[Dataset entries]
....................

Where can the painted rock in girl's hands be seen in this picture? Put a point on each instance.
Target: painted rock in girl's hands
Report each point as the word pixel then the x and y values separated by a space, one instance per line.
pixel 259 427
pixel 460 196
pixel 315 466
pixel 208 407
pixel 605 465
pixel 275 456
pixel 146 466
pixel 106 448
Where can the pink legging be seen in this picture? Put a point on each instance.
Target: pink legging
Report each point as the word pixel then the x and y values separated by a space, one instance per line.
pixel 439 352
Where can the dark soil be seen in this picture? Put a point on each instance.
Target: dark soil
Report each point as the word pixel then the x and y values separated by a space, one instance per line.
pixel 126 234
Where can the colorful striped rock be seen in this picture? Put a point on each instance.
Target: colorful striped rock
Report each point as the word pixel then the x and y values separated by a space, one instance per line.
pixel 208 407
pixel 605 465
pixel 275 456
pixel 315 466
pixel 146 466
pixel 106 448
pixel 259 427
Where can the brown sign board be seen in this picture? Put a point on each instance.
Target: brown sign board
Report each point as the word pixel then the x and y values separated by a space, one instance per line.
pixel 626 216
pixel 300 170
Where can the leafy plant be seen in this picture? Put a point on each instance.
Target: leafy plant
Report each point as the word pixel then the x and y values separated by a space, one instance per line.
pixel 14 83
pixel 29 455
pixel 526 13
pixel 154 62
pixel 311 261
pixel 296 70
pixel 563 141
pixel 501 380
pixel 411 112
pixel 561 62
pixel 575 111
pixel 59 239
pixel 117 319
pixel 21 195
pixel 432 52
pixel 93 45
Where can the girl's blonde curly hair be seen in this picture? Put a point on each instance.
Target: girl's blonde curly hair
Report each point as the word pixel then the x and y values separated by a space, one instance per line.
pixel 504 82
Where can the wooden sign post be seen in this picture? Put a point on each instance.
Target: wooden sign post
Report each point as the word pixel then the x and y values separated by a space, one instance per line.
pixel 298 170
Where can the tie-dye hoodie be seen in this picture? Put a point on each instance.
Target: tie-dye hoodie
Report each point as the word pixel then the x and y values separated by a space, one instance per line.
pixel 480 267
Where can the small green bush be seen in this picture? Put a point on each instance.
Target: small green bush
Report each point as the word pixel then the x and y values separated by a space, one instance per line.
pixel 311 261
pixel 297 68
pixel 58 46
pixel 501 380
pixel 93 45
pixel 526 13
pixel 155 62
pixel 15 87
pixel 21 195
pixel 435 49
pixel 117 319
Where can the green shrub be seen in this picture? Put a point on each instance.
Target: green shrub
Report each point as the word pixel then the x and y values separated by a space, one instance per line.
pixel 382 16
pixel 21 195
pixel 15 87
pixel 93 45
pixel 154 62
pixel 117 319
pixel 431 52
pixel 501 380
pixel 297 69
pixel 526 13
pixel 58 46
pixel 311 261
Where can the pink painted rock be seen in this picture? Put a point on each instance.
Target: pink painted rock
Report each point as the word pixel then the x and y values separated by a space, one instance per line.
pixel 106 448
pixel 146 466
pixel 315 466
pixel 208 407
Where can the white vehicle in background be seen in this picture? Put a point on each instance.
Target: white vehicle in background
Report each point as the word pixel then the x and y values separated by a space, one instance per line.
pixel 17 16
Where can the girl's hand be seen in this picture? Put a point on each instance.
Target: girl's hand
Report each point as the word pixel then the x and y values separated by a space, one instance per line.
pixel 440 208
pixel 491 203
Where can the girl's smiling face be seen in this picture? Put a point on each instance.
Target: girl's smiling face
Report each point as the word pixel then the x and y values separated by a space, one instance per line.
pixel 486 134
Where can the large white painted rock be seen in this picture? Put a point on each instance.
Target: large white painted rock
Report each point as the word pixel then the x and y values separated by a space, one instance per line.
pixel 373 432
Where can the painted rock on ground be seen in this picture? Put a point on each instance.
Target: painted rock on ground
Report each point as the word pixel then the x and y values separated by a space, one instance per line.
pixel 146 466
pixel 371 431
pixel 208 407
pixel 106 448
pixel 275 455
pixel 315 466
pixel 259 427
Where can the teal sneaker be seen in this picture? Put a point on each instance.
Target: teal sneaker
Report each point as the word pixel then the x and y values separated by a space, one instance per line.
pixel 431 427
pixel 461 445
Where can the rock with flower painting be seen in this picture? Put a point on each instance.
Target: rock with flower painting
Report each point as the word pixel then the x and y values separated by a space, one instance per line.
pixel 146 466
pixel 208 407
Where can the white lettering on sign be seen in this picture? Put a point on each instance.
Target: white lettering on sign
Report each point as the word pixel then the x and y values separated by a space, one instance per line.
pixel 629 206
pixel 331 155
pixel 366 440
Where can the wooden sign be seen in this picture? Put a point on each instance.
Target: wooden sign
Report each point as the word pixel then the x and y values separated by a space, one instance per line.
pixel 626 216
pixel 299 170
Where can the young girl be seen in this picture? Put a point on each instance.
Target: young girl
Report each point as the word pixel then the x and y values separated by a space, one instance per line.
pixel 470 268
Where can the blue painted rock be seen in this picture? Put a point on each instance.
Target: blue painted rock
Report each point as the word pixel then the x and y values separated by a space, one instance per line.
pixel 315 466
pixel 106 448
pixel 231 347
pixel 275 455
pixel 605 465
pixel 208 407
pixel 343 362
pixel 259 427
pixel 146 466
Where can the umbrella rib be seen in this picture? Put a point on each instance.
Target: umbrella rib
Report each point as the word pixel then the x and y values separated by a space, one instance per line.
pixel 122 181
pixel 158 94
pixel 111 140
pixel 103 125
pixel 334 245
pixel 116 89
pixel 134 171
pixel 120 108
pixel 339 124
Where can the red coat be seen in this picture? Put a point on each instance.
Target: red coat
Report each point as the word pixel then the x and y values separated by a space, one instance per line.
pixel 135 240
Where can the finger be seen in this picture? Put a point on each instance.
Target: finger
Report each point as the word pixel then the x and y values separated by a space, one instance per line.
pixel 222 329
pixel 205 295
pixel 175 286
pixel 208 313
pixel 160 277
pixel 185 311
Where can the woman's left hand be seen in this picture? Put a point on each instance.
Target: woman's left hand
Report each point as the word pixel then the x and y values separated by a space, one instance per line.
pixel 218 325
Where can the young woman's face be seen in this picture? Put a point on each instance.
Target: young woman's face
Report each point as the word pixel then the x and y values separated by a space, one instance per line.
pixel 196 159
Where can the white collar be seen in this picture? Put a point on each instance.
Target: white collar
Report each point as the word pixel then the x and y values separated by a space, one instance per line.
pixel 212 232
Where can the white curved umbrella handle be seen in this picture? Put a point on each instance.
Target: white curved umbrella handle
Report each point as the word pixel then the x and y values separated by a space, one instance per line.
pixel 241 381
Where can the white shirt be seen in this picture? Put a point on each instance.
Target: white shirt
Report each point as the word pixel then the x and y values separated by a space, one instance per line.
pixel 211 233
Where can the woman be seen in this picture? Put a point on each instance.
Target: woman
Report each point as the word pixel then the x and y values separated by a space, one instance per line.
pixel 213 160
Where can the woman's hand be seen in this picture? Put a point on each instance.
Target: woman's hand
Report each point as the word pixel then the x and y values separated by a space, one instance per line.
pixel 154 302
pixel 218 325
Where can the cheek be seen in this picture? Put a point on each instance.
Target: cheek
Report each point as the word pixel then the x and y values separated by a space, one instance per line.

....................

Objective:
Retype every one of the entries above without changing a single character.

Solution:
Where can the painted rock in girl's hands be seen in this picture? Put a point on each instance.
Target: painted rock in girl's hands
Report each point as the word pixel then the x and y values separated by a space, one instance per line.
pixel 259 427
pixel 460 196
pixel 315 466
pixel 208 407
pixel 605 465
pixel 275 456
pixel 146 466
pixel 106 448
Where can the pink legging be seen in this picture? Put a point on each instance.
Target: pink legging
Report each point as the word pixel then the x and y values separated by a space, one instance per line.
pixel 439 352
Where can the dark soil be seen in this picture? Put a point on each instance.
Target: dark soil
Report each point as the word pixel then the x and y values separated by a space, one instance per line.
pixel 126 234
Where can the colorful striped rock be seen in this picture? Put a point on each instance.
Target: colorful striped rock
Report each point as the word pixel then the x and y values separated by a space, one instance per line.
pixel 208 407
pixel 605 465
pixel 275 456
pixel 315 466
pixel 146 466
pixel 106 448
pixel 259 427
Where can the brown sign board be seen in this picture? Put a point on each instance.
Target: brown sign board
Report each point as the word pixel then the x and y values separated by a space, one instance per line.
pixel 626 216
pixel 300 170
Where can the leafy plant be seen in this picture? Put a point on each instance.
Target: leafy plant
Report each point as the word pixel then the x and y values separated by a space, one instance per line.
pixel 14 83
pixel 29 455
pixel 526 13
pixel 154 62
pixel 311 261
pixel 296 70
pixel 563 141
pixel 501 380
pixel 411 112
pixel 561 62
pixel 575 111
pixel 59 239
pixel 117 319
pixel 21 195
pixel 432 52
pixel 93 45
Where can the girl's blonde curly hair be seen in this picture? Put a point on each instance.
Target: girl's blonde curly hair
Report each point as the word pixel then the x and y values separated by a space, one instance per line.
pixel 504 82
Where can the wooden sign post be seen in this picture? Put a point on each instance.
Target: wooden sign post
Report each point as the word pixel then the x and y values separated by a space, one instance per line.
pixel 298 170
Where can the tie-dye hoodie be seen in this picture? Put a point on each instance.
Target: tie-dye hoodie
Report each point as the word pixel then the x and y values separated by a space, one instance per line.
pixel 480 267
Where can the small green bush be seen in this picture? Put a point on each instance.
Target: small green bush
Report each point as the word pixel then the x and y values separated by a space, one instance per line.
pixel 311 261
pixel 297 68
pixel 58 46
pixel 501 380
pixel 93 45
pixel 526 13
pixel 155 62
pixel 15 87
pixel 21 195
pixel 435 49
pixel 117 319
Where can the green shrub be seen in this picture? Put a point on each instance.
Target: green shrub
Report each point as the word pixel then the x and y values separated by a space, one instance per line.
pixel 382 16
pixel 21 195
pixel 15 87
pixel 93 45
pixel 154 62
pixel 117 319
pixel 431 52
pixel 501 380
pixel 297 69
pixel 526 13
pixel 58 46
pixel 311 261
Where can the pink painted rock be seen in this picture? Put a point on each instance.
Target: pink painted rock
Report each point as the word pixel then the x and y values separated by a space, one instance per line.
pixel 106 448
pixel 146 466
pixel 315 466
pixel 208 407
Where can the white vehicle in background be seen in this picture? Put a point on each instance.
Target: white vehicle in background
Report each point as the word pixel then the x and y values separated by a space, one instance per line.
pixel 17 16
Where can the girl's hand be seen in this picture? Put a point on each instance.
Target: girl's hand
Report each point as the word pixel then the x and y values separated by a space, one instance per line.
pixel 440 208
pixel 491 203
Where can the girl's smiling face be seen in this picture? Put a point on each instance.
Target: girl's smiling face
Report each point as the word pixel then the x and y values separated by a space, one instance per line.
pixel 486 134
Where can the large white painted rock be seen in this picture? Put a point on each instance.
Target: large white painted rock
Report each point as the word pixel then the x and y values separated by a space, one instance per line.
pixel 373 432
Where can the painted rock on ground be seen in this picture? Put a point on each instance.
Target: painted rock on ground
Report each point as the word pixel then the x and y values separated by a space, one instance per line.
pixel 146 466
pixel 371 431
pixel 208 407
pixel 106 448
pixel 275 455
pixel 315 466
pixel 259 427
Where can the teal sneaker be seen in this picture? Put a point on each instance.
Target: teal sneaker
Report each point as the word pixel then the x and y values separated by a space, one instance per line.
pixel 431 427
pixel 461 445
Where can the rock with flower painting be seen in this picture? Put a point on each instance.
Target: rock with flower painting
Report each point as the word pixel then the x and y values separated by a space, one instance per line.
pixel 146 466
pixel 208 407
Where can the white lettering on sign be seen in this picture? Put a point on each instance.
Target: white lettering on sign
Report each point as the word pixel then the x and y values separated by a space, one instance per line.
pixel 629 206
pixel 331 155
pixel 366 440
Where can the wooden sign be seen in this picture? Put a point on each instance.
Target: wooden sign
Report each point as the word pixel then the x and y values separated by a space, one instance per line.
pixel 626 216
pixel 299 170
Where can the young girl be seen in this picture? Put a point on each instance.
Target: young girl
Report each point as the word pixel then the x and y values separated by a space, one instance per line.
pixel 470 268
Where can the blue painted rock be seen in this picture? Put a point on each instance.
Target: blue painted rock
Report each point as the word pixel then the x and y values separated by a space, one instance per line.
pixel 315 466
pixel 106 448
pixel 231 347
pixel 275 455
pixel 605 465
pixel 208 407
pixel 343 362
pixel 259 427
pixel 146 466
Where can the umbrella rib be seen in this picture? Put a point on each instance.
Target: umbrella rib
Report each point as the word pixel then the x and y values separated by a space, one instance per line.
pixel 122 181
pixel 158 94
pixel 111 140
pixel 103 125
pixel 334 245
pixel 116 89
pixel 134 171
pixel 120 108
pixel 339 124
Where can the red coat be seen in this picture? Put a point on each instance.
Target: red coat
Report each point as the word pixel then the x and y values separated by a space, one instance per line.
pixel 135 240
Where can the finger be seen in this picture? Put a point on each instance.
Target: finger
Report each point as the word pixel then the x and y values separated by a space, one instance per line.
pixel 222 329
pixel 205 295
pixel 175 286
pixel 208 313
pixel 160 277
pixel 185 311
Where can the woman's left hand be seen in this picture? Put a point on each instance.
Target: woman's left hand
Report each point as the word pixel then the x and y values separated by a space, one instance per line.
pixel 218 325
Where can the young woman's face be seen in this picture? Put a point on each instance.
Target: young woman's face
Report each point as the word pixel then the x and y values separated by a space, one instance per line.
pixel 196 159
Where can the white collar be seen in this picture? Put a point on each instance.
Target: white collar
Report each point as the word pixel then the x and y values separated by a space, one instance per line.
pixel 212 232
Where can the white curved umbrella handle be seen in this picture? Put a point on each instance.
Target: white curved umbrella handle
Report each point as the word pixel then the x and y values separated by a space, one instance per line.
pixel 241 381
Where can the white shirt be seen in this picture? Put a point on each instance.
Target: white shirt
Report each point as the word pixel then the x and y values separated by a space, one instance per line.
pixel 211 233
Where can the woman be seen in this picture? Put a point on each instance.
Target: woman
Report each point as the word pixel then the x and y values separated by a space, one instance per line.
pixel 213 160
Where can the woman's hand be seen in this picture? Put a point on each instance.
Target: woman's hand
Report each point as the word pixel then the x and y values separated by a space, one instance per line.
pixel 154 302
pixel 218 325
Where can the cheek be seen in this picture? Put a point on each instance.
Target: cheek
Report each point as the word pixel then the x and y values separated by a space, one instance per line.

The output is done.